**Exercise description**
The answer must consist of every line in the records below that contains the string "inner".
··· Data listing
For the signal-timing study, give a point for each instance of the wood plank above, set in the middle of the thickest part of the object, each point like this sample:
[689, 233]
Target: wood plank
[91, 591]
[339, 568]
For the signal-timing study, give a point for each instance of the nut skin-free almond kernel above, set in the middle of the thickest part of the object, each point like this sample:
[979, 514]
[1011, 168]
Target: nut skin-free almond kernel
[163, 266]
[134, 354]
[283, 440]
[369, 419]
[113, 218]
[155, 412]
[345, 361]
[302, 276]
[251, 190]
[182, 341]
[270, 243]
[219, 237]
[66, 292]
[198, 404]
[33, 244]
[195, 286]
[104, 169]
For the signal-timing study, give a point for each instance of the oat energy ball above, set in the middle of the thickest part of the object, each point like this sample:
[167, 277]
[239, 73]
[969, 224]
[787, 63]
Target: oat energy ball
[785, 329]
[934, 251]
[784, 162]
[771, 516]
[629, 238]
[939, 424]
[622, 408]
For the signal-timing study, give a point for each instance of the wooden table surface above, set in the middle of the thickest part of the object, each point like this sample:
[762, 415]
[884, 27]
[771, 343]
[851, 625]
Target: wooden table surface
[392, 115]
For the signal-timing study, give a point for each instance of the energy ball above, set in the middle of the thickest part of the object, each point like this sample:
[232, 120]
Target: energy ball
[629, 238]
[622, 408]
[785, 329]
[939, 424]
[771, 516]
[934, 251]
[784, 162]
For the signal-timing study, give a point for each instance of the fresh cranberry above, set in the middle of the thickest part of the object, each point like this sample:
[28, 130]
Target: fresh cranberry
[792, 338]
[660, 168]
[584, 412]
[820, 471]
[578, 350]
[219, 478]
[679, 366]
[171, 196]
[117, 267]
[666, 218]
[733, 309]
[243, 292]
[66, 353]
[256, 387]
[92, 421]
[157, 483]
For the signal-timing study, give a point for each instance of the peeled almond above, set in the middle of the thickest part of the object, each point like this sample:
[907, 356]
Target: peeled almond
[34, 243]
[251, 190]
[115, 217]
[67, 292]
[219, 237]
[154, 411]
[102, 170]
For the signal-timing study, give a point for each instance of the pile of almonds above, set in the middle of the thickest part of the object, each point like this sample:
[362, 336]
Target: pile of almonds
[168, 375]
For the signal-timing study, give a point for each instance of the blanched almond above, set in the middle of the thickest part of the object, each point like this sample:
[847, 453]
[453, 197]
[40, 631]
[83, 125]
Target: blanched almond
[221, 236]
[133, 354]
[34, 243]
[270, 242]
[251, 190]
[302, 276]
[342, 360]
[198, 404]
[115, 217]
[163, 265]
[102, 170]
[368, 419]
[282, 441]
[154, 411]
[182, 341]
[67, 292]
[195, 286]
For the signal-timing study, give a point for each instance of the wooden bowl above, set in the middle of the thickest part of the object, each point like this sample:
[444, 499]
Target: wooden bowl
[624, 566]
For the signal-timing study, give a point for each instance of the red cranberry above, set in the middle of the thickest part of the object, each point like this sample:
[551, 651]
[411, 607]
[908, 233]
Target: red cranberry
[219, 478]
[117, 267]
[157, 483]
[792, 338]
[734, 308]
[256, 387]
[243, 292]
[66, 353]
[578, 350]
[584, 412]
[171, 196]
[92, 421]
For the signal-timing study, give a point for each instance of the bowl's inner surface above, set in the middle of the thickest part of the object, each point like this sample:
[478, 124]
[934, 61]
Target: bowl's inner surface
······
**Result for this exercise**
For the signal-timing study, give a point for each instance of the bowl's inner surface above, set in the middle of the thickest part of the object, each point like this sample:
Target: bowl's inner surface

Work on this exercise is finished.